• [Record excerpts]
————————

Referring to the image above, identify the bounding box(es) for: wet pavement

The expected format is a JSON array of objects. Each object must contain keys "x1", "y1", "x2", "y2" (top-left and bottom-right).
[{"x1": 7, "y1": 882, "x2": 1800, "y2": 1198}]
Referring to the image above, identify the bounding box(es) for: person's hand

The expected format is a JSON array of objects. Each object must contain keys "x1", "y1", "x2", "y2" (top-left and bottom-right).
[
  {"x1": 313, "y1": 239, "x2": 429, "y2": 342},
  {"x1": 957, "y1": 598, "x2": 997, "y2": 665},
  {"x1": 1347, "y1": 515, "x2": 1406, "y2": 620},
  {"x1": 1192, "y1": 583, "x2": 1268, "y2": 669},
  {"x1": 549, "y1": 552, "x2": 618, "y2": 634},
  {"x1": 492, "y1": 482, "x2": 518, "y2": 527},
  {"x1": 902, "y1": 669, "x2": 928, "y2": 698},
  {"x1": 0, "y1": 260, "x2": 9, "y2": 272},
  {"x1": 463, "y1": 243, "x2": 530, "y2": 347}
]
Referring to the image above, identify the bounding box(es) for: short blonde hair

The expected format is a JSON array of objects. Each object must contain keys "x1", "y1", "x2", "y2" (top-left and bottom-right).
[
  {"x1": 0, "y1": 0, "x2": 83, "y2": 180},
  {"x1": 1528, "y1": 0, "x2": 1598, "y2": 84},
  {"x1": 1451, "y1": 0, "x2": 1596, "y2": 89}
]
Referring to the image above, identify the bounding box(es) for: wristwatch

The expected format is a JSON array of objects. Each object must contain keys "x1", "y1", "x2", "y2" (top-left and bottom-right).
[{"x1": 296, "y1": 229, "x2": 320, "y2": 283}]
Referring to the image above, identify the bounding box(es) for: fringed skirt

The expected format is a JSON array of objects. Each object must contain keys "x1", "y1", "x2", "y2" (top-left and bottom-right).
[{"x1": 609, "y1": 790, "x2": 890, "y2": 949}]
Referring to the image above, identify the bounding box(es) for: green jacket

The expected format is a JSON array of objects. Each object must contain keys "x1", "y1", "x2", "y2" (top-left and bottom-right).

————————

The result is a copy of every line above where the word "image" shows up.

Referring to the image above, identify the bounding box(es) for: wet pavement
Referring to the image above, identify the bounding box(es) for: person's hand
Referring to the image above, identify the bounding box(es) for: short blonde hair
Referring to the image above, identify the bounding box(es) for: wristwatch
Referring to the image above, identify the bounding box(es) for: fringed skirt
Referring to the image above, identify the bounding box(es) for: green jacket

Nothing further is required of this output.